● Texte à lire

Date : 11/03/2006
Terre des origines - 2/5 : Le GénéralPaycheck et autres récits (nouvelles)
"Un Aidumane avait récemment largué des caisses de composants complexes qui, une fois montés, devaient manifestement constituer une espèce d'ordinateur. Pendant plusieurs semaines, ces caisses étaient restées intactes dans l'abri, mais Norman Schein avait finalement trouvé à utiliser l'une d'entre elles. Il adaptait les plus petits éléments afin de fabriquer un vide-ordures pour la cuisine de sa Poupée Pat." : Stupéfiant !, non ? soyons clair, cela ne s'invente pas, ça ne se trouve que dans un esprit psychotique ; seul un Philip K. Dick peut concevoir ce genre d'incongruité : des martiens qui larguent des paquets humanitaires (aide-human.) aux survivants d'une guerre nucléaire, lesquels, parqués dans leurs abris collectifs, passent leur temps à jouer à la poupée, en rêvant à leur ancienne vie d'avant l'apocalypse, vie complètement futile par ailleurs : rouler en voiture sportive, aller au supermarché, activer la télécommande du garage, voir son psy, ...
Au fait, le passage cité dissimule-t-il un message philosophique subliminal ? une intelligence E.T., au caractère quasi divin, tente d'aider l'humanité moribonde, grâce à la judicieuse diffusion de technologies clés, et celle-ci ne trouve pas mieux à faire qu'assembler un vide-ordure pour son mirage existentiel ! Les survivants jouent-ils à la poupée pour échapper à leur responsabilité sociale : se marier, avoir des enfants, ... ?
PKD a l'habitude de composer des scènes à partir d'éléments complètement disparates, formant un bric-à-brac invraisemblable, et parfois, le miracle se produit : chaque élément, bien que parfaitement incongru dans la scène, s'assemble et s'agence harmonieusement dans le tableau étrange, comme si l'auteur avait touché là quelque vérité profonde, un peu comme un Lynch au cinéma.

● Objectif
Restituez mot pour mot le passage du texte à lire compris entre « Au fait, le » et « Lynch au cinéma. », bornes incluses.

● Liste des entrées
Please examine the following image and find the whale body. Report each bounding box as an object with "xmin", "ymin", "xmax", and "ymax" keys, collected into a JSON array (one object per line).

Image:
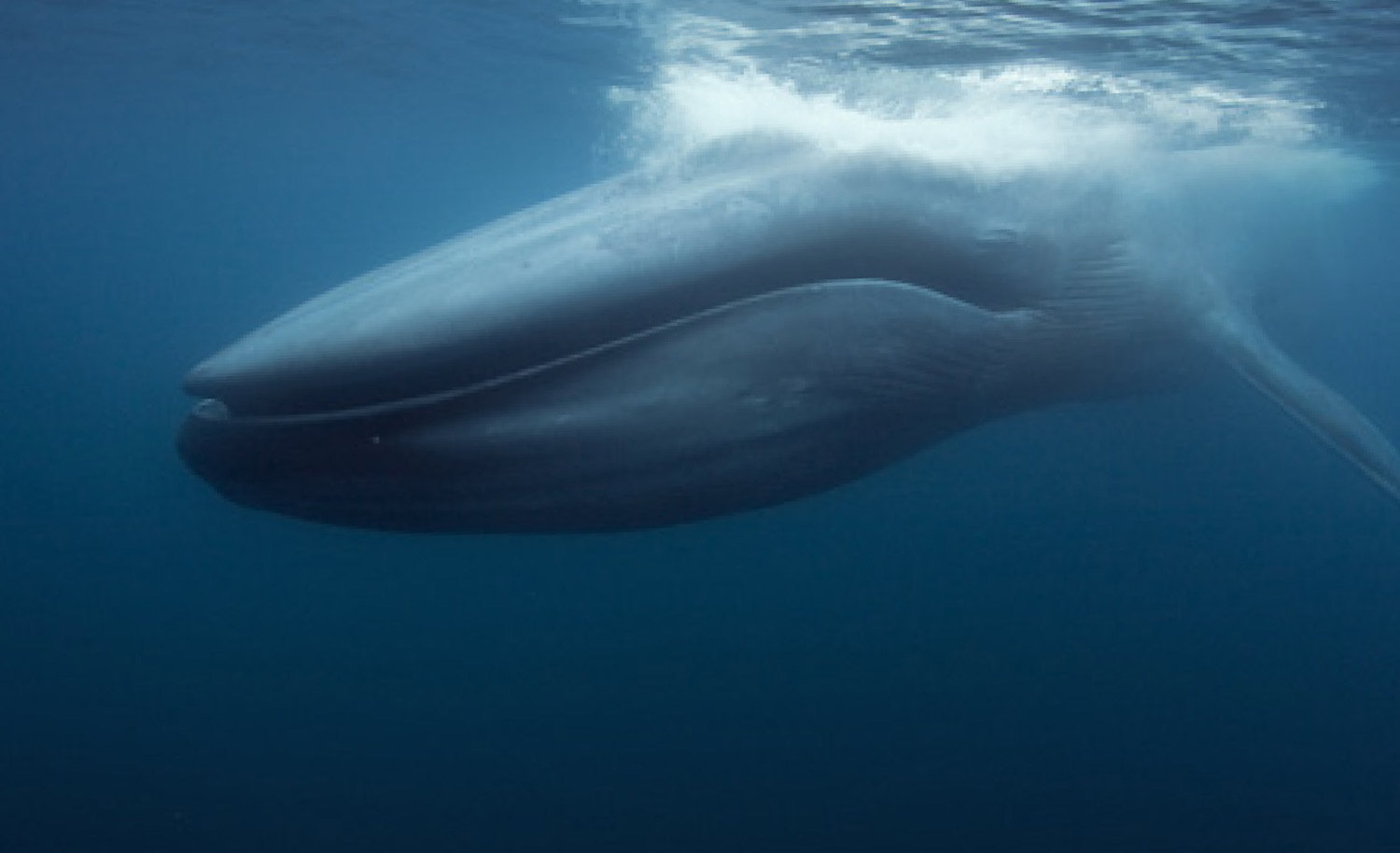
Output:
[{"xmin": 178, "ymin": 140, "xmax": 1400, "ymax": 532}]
--
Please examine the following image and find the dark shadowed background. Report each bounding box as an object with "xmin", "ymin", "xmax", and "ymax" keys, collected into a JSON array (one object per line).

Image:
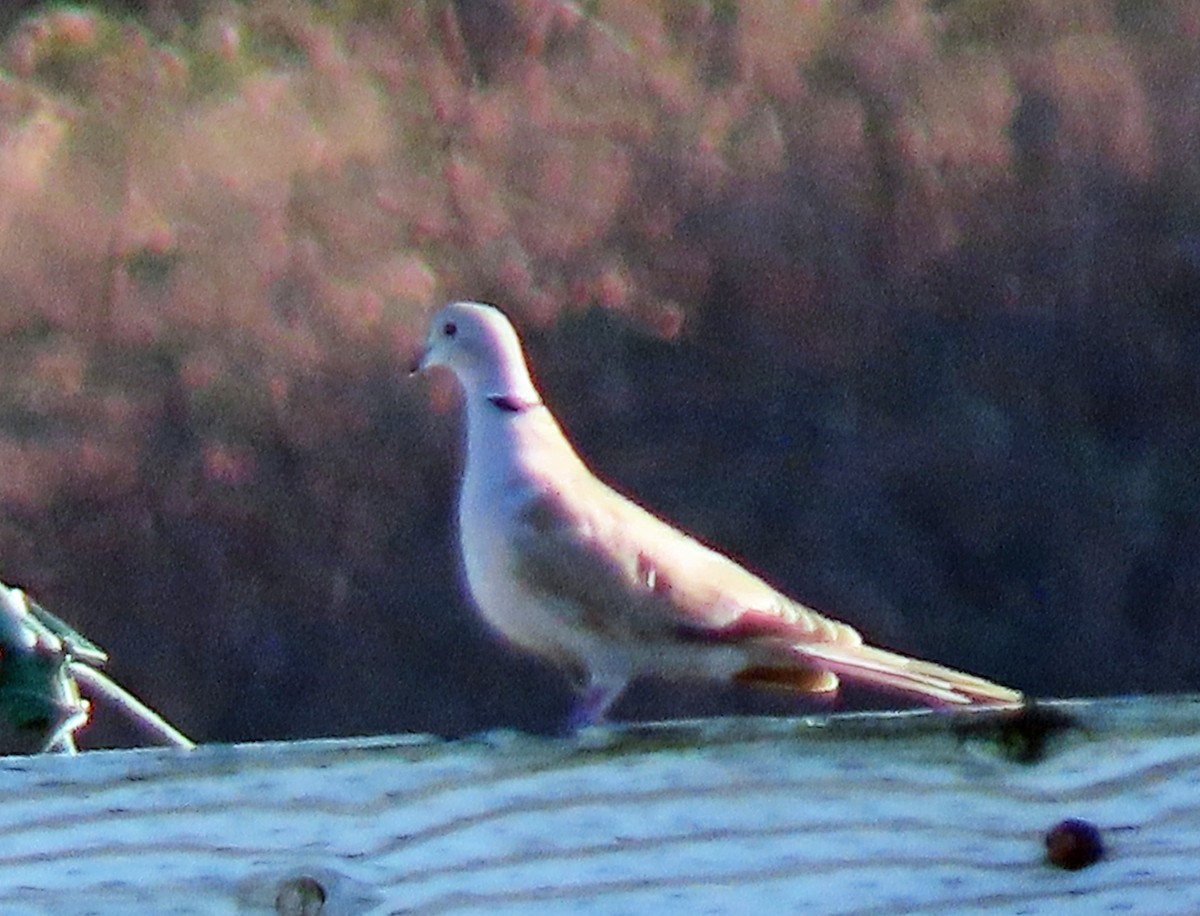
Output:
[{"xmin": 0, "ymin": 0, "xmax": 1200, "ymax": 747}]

● Exercice réalisé
Au fait, le passage cité dissimule-t-il un message philosophique subliminal ? une intelligence E.T., au caractère quasi divin, tente d'aider l'humanité moribonde, grâce à la judicieuse diffusion de technologies clés, et celle-ci ne trouve pas mieux à faire qu'assembler un vide-ordure pour son mirage existentiel ! Les survivants jouent-ils à la poupée pour échapper à leur responsabilité sociale : se marier, avoir des enfants, ... ?
PKD a l'habitude de composer des scènes à partir d'éléments complètement disparates, formant un bric-à-brac invraisemblable, et parfois, le miracle se produit : chaque élément, bien que parfaitement incongru dans la scène, s'assemble et s'agence harmonieusement dans le tableau étrange, comme si l'auteur avait touché là quelque vérité profonde, un peu comme un Lynch au cinéma.